Tuesday, April 14, 2009

Parenting Books

I LOVE to read! I read mostly fiction, with a smattering of nonfiction (mostly memoirs, autobiographies, and of course parenting books). I would not consider myself widely read in parenting books, but I have read a fair few. I wanted to not only give you some ideas for parenting books if you are interested, but I also wanted to get YOUR ideas!!

One thought before I give the reviews. I have NEVER met with a parenting book that I agreed with 100%. It is impossible to find a book that aligns with your parenting philosophy perfectly. So, be wary as a reader - don't take everything you read at face value. Read it, think about it, talk about it with someone, and then make a choice. Take what you like, and for heaven sake - take it with a grain of salt. I am always frustrated when reading parenting books to find contradictions between authors, and guess what - BOTH AUTHORS SAY THAT THEY ARE RIGHT! An author writes to sell and give their opinions like fact, so don't be thrown off if the author tells you that this is the only way to do it - it isn't!! Most of all, don't feel bad if you do something that an author tells you is taboo (especially if it works for you).

■ Dataset section ■
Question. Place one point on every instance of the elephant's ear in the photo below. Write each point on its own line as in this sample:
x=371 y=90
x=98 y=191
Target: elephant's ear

■ What is asked ■
a) Using the parenting books post, say whether each statement agrees with it: (i) the writer reads mostly nonfiction; (ii) the writer has never found a parenting book they agreed with completely; (iii) contradictions between authors frustrate the writer. For each, answer yes or no and quote the deciding words.
b) Retype the parenting books post from "One thought before" up to and including "works for you).".

■ Responses per task ■
a)
(i) No: "I read mostly fiction, with a smattering of nonfiction"
(ii) Yes: "I have NEVER met with a parenting book that I agreed with 100%."
(iii) Yes: "I am always frustrated when reading parenting books to find contradictions between authors"

b)
One thought before I give the reviews. I have NEVER met with a parenting book that I agreed with 100%. It is impossible to find a book that aligns with your parenting philosophy perfectly. So, be wary as a reader - don't take everything you read at face value. Read it, think about it, talk about it with someone, and then make a choice. Take what you like, and for heaven sake - take it with a grain of salt. I am always frustrated when reading parenting books to find contradictions between authors, and guess what - BOTH AUTHORS SAY THAT THEY ARE RIGHT! An author writes to sell and give their opinions like fact, so don't be thrown off if the author tells you that this is the only way to do it - it isn't!! Most of all, don't feel bad if you do something that an author tells you is taboo (especially if it works for you).